==== Given information

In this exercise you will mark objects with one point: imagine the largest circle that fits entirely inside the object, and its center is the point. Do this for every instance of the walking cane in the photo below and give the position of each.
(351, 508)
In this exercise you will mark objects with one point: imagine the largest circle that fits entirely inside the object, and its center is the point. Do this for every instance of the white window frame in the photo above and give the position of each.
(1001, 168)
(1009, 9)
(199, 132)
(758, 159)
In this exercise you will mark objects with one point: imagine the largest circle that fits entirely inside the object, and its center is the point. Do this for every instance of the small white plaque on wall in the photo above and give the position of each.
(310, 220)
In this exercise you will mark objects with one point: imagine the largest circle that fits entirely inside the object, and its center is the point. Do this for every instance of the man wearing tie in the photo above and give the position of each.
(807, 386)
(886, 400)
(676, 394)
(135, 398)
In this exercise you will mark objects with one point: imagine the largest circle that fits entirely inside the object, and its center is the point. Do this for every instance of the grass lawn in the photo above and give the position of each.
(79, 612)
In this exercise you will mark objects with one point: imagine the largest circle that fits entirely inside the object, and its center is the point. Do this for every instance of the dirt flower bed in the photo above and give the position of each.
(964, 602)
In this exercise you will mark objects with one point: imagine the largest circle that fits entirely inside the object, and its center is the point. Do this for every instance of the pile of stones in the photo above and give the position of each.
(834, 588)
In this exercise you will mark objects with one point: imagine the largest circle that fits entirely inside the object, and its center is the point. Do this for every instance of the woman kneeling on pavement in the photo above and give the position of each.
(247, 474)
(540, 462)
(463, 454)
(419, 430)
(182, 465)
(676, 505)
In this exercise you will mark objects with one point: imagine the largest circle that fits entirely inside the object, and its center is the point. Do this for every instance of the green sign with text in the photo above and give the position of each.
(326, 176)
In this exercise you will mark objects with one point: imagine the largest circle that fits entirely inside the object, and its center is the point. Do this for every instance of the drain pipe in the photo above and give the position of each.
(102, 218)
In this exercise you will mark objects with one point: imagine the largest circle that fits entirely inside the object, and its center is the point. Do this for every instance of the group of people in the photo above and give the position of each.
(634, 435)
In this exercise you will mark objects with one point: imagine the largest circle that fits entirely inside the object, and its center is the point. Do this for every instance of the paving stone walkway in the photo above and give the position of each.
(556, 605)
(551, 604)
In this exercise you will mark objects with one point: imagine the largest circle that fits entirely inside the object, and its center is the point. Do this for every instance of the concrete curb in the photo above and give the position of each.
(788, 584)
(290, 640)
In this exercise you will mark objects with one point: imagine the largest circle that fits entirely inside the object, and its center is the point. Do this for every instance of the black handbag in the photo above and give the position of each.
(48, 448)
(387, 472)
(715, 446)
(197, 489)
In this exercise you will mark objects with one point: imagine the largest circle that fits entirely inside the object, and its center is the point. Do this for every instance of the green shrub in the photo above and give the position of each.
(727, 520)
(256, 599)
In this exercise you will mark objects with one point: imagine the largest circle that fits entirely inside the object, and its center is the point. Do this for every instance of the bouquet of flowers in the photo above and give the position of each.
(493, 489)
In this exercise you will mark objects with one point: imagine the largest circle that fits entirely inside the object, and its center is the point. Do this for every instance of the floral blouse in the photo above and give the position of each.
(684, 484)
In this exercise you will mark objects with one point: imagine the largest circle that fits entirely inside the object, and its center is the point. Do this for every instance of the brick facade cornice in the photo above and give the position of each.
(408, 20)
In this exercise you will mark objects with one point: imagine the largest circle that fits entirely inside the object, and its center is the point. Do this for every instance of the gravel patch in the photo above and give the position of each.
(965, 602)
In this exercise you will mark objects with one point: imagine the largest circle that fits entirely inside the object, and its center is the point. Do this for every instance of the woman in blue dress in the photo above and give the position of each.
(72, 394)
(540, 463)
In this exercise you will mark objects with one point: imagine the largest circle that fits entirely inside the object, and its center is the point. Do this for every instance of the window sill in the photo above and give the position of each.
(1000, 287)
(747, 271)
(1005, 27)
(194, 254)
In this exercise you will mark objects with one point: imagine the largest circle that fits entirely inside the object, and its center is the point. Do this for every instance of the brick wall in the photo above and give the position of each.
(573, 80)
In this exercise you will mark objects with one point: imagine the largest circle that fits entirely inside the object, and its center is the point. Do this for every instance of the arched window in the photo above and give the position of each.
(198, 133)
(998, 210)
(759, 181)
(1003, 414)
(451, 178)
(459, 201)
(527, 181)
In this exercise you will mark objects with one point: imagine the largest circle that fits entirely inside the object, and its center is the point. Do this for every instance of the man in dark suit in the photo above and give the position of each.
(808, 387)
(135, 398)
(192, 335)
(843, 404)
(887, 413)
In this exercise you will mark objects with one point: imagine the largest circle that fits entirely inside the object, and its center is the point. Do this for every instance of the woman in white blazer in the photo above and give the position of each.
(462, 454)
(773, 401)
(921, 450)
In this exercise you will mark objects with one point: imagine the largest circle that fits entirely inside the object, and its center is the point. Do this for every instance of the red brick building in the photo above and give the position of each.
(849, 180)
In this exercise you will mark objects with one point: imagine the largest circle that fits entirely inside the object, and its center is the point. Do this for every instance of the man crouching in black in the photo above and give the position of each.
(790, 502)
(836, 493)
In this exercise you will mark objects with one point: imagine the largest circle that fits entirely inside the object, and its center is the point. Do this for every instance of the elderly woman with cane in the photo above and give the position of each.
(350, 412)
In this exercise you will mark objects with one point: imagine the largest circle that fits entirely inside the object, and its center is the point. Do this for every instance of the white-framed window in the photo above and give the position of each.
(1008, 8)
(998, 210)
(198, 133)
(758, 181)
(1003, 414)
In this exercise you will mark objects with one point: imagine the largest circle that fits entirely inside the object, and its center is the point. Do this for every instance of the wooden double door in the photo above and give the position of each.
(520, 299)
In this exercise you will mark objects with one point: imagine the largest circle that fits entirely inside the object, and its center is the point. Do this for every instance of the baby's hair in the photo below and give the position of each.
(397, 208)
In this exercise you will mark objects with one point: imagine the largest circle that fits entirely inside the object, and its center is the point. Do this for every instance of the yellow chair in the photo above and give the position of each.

========

Task statement:
Returned text must match every record word for word.

Result:
In this exercise you will mark objects with one point: imagine the largest circle that fits entirely inside the object, and its center is the point. Do this for every instance of the walking cane in the photo below and give the position of each.
(351, 508)
In this exercise you will mark objects with one point: imagine the largest circle that fits entirely inside the object, and its center is the point. Do this for every instance of the white window frame in the photo above and give the position of each.
(1001, 168)
(1009, 9)
(199, 132)
(758, 159)
In this exercise you will mark objects with one point: imagine the largest circle that fits entirely inside the object, and its center is the point. Do this for every instance of the small white plaque on wall in the photo above and give the position of each.
(310, 220)
In this exercise you will mark objects with one point: imagine the largest circle that fits entirely inside the object, and its center is the point. Do this for every instance of the man wearing tie in the photo above and give the position of each.
(807, 386)
(886, 400)
(676, 394)
(135, 398)
In this exercise you will mark objects with one point: imagine the largest circle that fits entirely inside the object, and its center is the point. Do this for every instance of the grass lawn in the photo above and give the position of each.
(79, 612)
In this exercise you will mark objects with one point: imagine the largest circle that fits entirely inside the object, and its center is the point. Do this for every instance of the dirt flower bed in the photo above and give the position of each.
(964, 602)
In this exercise you will mark objects with one point: imagine the largest circle that fits entirely inside the object, and its center is the point. Do this for every instance of the pile of stones in the photo above and give the position of each.
(834, 588)
In this exercise you will mark objects with one point: imagine the largest circle that fits entirely inside the object, and its center is the point. Do this for every instance of the woman kneeling on pavement in the photo above and give the position of each.
(247, 474)
(540, 462)
(463, 454)
(419, 430)
(182, 465)
(676, 505)
In this exercise you will mark objects with one point: imagine the largest circle that fits entirely inside the object, and its center is the point. Do this for every instance of the green sign with text in the photo above and give the position of each.
(326, 176)
In this exercise you will mark objects with one point: imagine the largest circle that fits entirely inside the object, and its center is the point. Do this for every instance of the drain pipe in the photo above and give the position of each.
(102, 218)
In this exercise you will mark objects with one point: imagine the largest circle that fits entirely inside the object, and its center is the point. Do this for every instance of the group of people in the photo above and give the position of each.
(634, 435)
In this exercise you will mark objects with one point: imagine the largest circle that fits entirely inside the object, and its center is the point. Do this for every instance of the paving stone walkway in the photo above and give the position of each.
(556, 605)
(551, 604)
In this exercise you will mark objects with one point: imagine the largest circle that fits entirely inside the object, and its center is the point. Do this for every instance of the concrete curb in the photo above and give the position of each.
(788, 584)
(290, 640)
In this exercise you will mark objects with one point: imagine the largest circle that fits entirely inside the object, and its center is the point. Do this for every instance of the black handbag in the photo above and give the position of each.
(48, 448)
(387, 472)
(715, 446)
(197, 489)
In this exercise you will mark objects with one point: imagine the largest circle that fits entirely inside the object, and its center is the point. Do this for every instance of the green shrub in the photo above and give the position of each.
(727, 520)
(256, 599)
In this exercise you will mark objects with one point: imagine the largest circle that fits entirely inside the object, and its center is the point. Do this for every instance of the bouquet of flowers in the photo above and give the position of each.
(493, 489)
In this exercise you will mark objects with one point: imagine the largest circle that fits entirely inside the object, and its center is the point. Do this for every instance of the floral blouse in the photo above and give the position of each.
(684, 484)
In this exercise you will mark objects with one point: imagine the largest circle that fits entirely inside the object, and its center is the point. Do this for every instance of the brick facade cornice in the photo above and give the position of each.
(408, 20)
In this exercise you will mark objects with one point: imagine the largest circle that fits entirely inside the object, and its center is the point. Do this for every instance of the gravel patch in the photo above and give the position of each.
(965, 602)
In this exercise you will mark objects with one point: imagine the largest circle that fits entirely inside the object, and its center is the point. Do this for every instance of the woman in blue dress in the photo above and give the position of each.
(72, 394)
(540, 463)
In this exercise you will mark objects with one point: imagine the largest circle that fits entirely inside the object, and its center is the point. Do this for every instance of the window sill in the photo above and give the position of each.
(1000, 287)
(747, 271)
(1005, 27)
(194, 254)
In this exercise you will mark objects with one point: imagine the largest circle that fits entirely inside the object, and its center is the point. Do this for every instance of the brick wall in the photo above and give the position of each.
(573, 80)
In this exercise you will mark objects with one point: imagine the largest circle that fits entirely inside the object, and its center is the point. Do this for every instance of the arched window in the photo above and give the position of each.
(198, 133)
(998, 210)
(759, 181)
(1003, 414)
(451, 178)
(459, 201)
(527, 181)
In this exercise you will mark objects with one point: imagine the largest circle that fits entirely inside the object, and its center is the point. Do this for every instance of the man in dark suit in the photo above and give the position of each.
(808, 387)
(135, 398)
(192, 335)
(843, 404)
(887, 413)
In this exercise you will mark objects with one point: imagine the largest circle that fits entirely inside the object, and its center is the point. Do this for every instance of the woman in white blazer in the photo above and give the position of each.
(462, 454)
(773, 401)
(921, 450)
In this exercise you will mark objects with one point: imagine the largest circle that fits entirely inside the object, and its center is the point. Do this for every instance of the red brick building in the photo above and give the position of each.
(849, 180)
In this exercise you will mark objects with one point: imagine the largest circle that fits entirely inside the object, and its center is the point. Do this for every instance of the man crouching in black in the photo above and give the position of each.
(790, 502)
(836, 493)
In this exercise you will mark objects with one point: imagine the largest circle that fits entirely inside the object, and its center is the point. Do this for every instance of the elderly woman with cane in the photo above and give the position of each.
(350, 412)
In this exercise you will mark objects with one point: imagine the largest circle that fits entirely inside the object, and its center is the point. Do this for every instance of the white-framed window in the photo above and give the position of each.
(1008, 8)
(998, 210)
(198, 133)
(758, 181)
(1003, 414)
In this exercise you will mark objects with one point: imagine the largest circle that fits entirely inside the object, and its center is the point. Do this for every instance of the wooden double door in the photo above and give the position of each.
(520, 299)
In this exercise you will mark objects with one point: imagine the largest circle that fits entirely inside the object, and its center is the point. Do this for every instance of the baby's hair in the photo below and give the position of each.
(397, 208)
In this exercise you will mark objects with one point: imagine the largest circle that fits entirely inside the object, and its center is the point. Do this for every instance of the yellow chair in the photo above and give the position of each.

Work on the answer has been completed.